• [WHAT YOU SHOULD DO] Every line from the one containing "Query: mountain slope" to the end of the records below, written out word for word, is the whole answer.

[Natural language region descriptions]
- - - -

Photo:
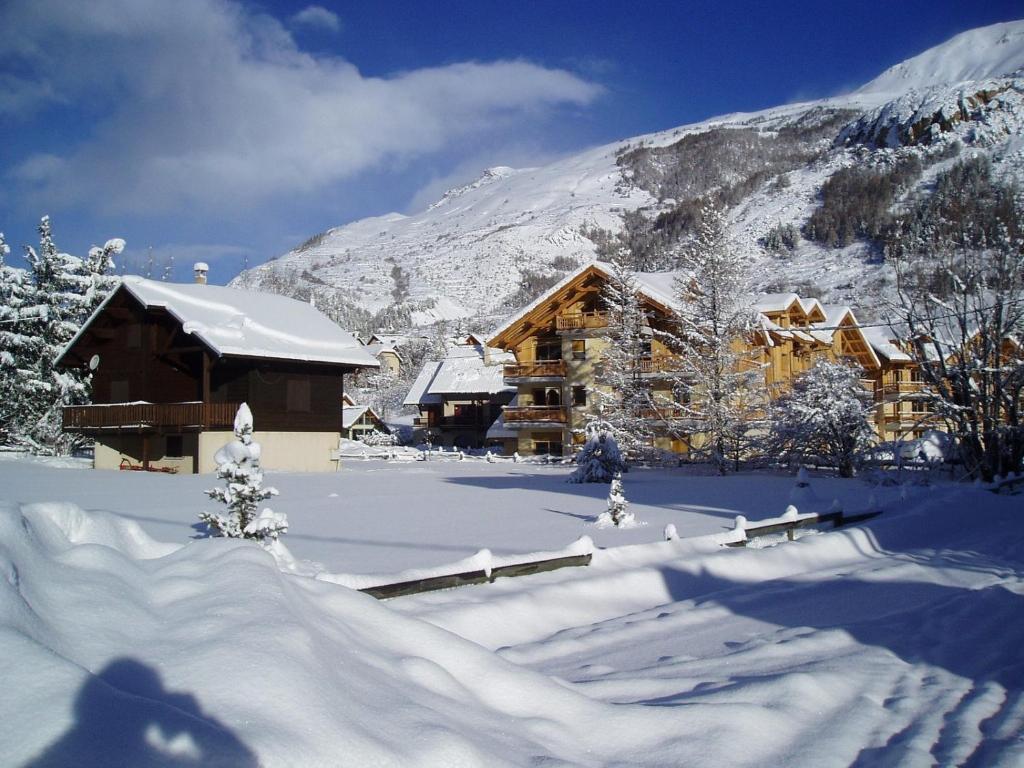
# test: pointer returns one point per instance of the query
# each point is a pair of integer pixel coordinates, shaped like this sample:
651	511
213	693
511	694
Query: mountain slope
484	248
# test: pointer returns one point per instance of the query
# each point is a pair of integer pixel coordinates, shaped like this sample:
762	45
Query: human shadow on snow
976	634
126	717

- - - -

• [TASK ANSWER]
Query: mountain slope
484	248
# test: pointer returns one point per instance of the query
# each point is a pair of integer pixel coordinates, shaped like this sample:
762	45
Query: human shadow on snow
976	634
126	717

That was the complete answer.